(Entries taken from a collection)
::::::
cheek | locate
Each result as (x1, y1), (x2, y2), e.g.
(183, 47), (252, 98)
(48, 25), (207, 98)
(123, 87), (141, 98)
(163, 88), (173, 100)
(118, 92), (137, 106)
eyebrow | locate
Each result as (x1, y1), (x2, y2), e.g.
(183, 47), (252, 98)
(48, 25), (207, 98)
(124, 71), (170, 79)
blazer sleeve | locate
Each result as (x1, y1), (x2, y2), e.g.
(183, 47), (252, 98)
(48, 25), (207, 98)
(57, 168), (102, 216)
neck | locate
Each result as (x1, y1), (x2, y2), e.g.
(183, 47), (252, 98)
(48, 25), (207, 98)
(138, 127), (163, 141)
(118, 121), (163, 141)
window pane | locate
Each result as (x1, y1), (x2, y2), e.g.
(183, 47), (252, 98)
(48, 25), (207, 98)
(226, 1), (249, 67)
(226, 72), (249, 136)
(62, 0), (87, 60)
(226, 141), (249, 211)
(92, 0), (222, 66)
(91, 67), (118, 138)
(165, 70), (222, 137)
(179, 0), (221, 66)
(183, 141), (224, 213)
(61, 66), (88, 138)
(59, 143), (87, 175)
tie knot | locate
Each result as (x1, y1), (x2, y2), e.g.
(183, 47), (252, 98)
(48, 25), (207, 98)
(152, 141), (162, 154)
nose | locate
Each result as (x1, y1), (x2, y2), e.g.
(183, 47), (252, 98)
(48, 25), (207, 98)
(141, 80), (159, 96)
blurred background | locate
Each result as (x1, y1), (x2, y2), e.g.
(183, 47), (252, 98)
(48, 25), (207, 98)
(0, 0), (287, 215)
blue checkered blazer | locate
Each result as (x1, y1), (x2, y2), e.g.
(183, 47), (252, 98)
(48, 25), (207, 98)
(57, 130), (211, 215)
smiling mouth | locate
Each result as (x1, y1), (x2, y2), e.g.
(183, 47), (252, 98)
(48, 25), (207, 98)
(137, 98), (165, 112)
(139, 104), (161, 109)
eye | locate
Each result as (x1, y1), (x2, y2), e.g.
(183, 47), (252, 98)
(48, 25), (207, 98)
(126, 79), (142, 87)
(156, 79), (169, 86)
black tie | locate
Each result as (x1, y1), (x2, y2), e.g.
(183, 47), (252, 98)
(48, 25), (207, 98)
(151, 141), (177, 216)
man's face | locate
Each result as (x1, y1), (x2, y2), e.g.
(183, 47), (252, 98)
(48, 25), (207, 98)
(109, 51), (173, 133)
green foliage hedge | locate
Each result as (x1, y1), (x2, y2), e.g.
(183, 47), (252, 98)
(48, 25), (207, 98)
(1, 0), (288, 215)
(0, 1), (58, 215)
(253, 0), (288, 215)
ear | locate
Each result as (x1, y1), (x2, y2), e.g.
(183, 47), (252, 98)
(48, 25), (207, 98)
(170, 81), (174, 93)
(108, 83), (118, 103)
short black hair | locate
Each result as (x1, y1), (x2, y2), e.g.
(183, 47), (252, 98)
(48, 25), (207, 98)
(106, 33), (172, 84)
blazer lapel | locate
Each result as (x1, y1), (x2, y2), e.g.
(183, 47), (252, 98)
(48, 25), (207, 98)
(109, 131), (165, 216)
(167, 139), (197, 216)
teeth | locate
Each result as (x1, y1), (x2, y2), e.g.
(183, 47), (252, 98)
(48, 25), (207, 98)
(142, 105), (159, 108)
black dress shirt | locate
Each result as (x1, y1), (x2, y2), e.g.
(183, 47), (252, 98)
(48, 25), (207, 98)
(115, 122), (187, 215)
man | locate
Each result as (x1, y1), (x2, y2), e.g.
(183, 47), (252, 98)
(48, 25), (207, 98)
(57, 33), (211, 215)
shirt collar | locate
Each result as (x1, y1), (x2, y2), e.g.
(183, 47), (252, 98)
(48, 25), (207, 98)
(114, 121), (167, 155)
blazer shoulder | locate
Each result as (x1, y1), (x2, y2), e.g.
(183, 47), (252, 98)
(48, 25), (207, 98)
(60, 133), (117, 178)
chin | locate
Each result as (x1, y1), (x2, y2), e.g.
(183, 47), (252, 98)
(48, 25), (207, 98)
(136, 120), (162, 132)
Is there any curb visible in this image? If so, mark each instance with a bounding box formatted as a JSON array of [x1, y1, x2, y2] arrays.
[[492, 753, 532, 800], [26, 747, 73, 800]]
::::::
- [Task directions]:
The data above should be returned in full, exactly as written.

- [Finished task]:
cheek | locate
Each result as (x1, y1), (x2, y2), e.g.
(183, 47), (252, 98)
(48, 25), (207, 98)
(123, 87), (141, 98)
(163, 88), (173, 100)
(118, 92), (137, 106)
eyebrow | locate
Each result as (x1, y1), (x2, y2), e.g.
(183, 47), (252, 98)
(48, 25), (207, 98)
(124, 71), (170, 79)
blazer sleeve | locate
Each result as (x1, y1), (x2, y2), e.g.
(183, 47), (252, 98)
(48, 25), (207, 98)
(57, 168), (102, 216)
neck | locate
Each result as (x1, y1), (x2, y2), e.g.
(183, 47), (252, 98)
(48, 25), (207, 98)
(138, 127), (163, 141)
(118, 121), (163, 141)
window pane | locate
Each result as (x1, y1), (x2, y2), e.g.
(183, 47), (252, 98)
(48, 25), (207, 98)
(226, 1), (249, 67)
(226, 72), (249, 136)
(62, 0), (87, 60)
(226, 141), (249, 211)
(92, 0), (222, 66)
(91, 67), (118, 138)
(165, 70), (222, 137)
(179, 0), (221, 66)
(183, 141), (224, 213)
(61, 66), (88, 138)
(59, 143), (87, 175)
tie knot | locate
Each result as (x1, y1), (x2, y2), e.g.
(183, 47), (252, 98)
(48, 25), (207, 98)
(152, 141), (162, 154)
nose | locate
Each result as (x1, y1), (x2, y2), e.g.
(183, 47), (252, 98)
(48, 25), (207, 98)
(141, 80), (159, 96)
blurred background | locate
Each result as (x1, y1), (x2, y2), e.g.
(183, 47), (252, 98)
(48, 25), (207, 98)
(0, 0), (287, 215)
blue checkered blazer | locate
Each result as (x1, y1), (x2, y2), e.g.
(183, 47), (252, 98)
(48, 25), (207, 98)
(57, 130), (211, 215)
smiling mouth | locate
Each result as (x1, y1), (x2, y2), e.g.
(183, 47), (252, 98)
(48, 25), (207, 98)
(137, 98), (165, 112)
(139, 104), (161, 109)
eye | locate
Each result as (x1, y1), (x2, y2), e.g.
(183, 47), (252, 98)
(48, 25), (207, 98)
(126, 79), (142, 87)
(156, 79), (169, 86)
black tie | locate
Each result as (x1, y1), (x2, y2), e.g.
(183, 47), (252, 98)
(48, 25), (207, 98)
(151, 141), (177, 216)
man's face | locate
Each result as (x1, y1), (x2, y2), e.g.
(183, 47), (252, 98)
(48, 25), (207, 98)
(109, 51), (173, 133)
green foliage hedge | locate
Each result as (x1, y1), (x2, y2), e.g.
(183, 47), (252, 98)
(48, 25), (207, 98)
(1, 0), (288, 215)
(0, 1), (58, 215)
(253, 0), (288, 215)
ear | locate
Each result as (x1, y1), (x2, y2), e.g.
(183, 47), (252, 98)
(48, 25), (207, 98)
(170, 81), (174, 93)
(108, 83), (118, 103)
short black hair | locate
Each result as (x1, y1), (x2, y2), e.g.
(183, 47), (252, 98)
(48, 25), (207, 98)
(106, 33), (172, 84)
blazer lapel | locate
Each result as (x1, y1), (x2, y2), e.g.
(183, 47), (252, 98)
(48, 25), (207, 98)
(109, 131), (165, 216)
(167, 139), (197, 216)
teeth | locate
Each result as (x1, y1), (x2, y2), e.g.
(183, 47), (252, 98)
(48, 25), (207, 98)
(142, 105), (159, 108)
black dress shirt | locate
Each result as (x1, y1), (x2, y2), e.g.
(183, 47), (252, 98)
(48, 25), (207, 98)
(115, 122), (187, 215)
man | locate
Each result as (x1, y1), (x2, y2), e.g.
(183, 47), (252, 98)
(48, 25), (207, 98)
(57, 33), (211, 215)
shirt collar | locate
Each result as (x1, y1), (x2, y2), e.g.
(183, 47), (252, 98)
(48, 25), (207, 98)
(114, 121), (167, 155)
blazer shoulder | locate
Each result as (x1, y1), (x2, y2), e.g.
(183, 47), (252, 98)
(48, 25), (207, 98)
(60, 133), (117, 178)
chin | locate
Each result as (x1, y1), (x2, y2), e.g.
(183, 47), (252, 98)
(48, 25), (207, 98)
(136, 120), (162, 132)
Is there any curb visible in this image? If so, mark each instance with a bounding box formatted as a JSON array of [x1, y1, x2, y2] arrays.
[[492, 753, 532, 800], [26, 747, 73, 800]]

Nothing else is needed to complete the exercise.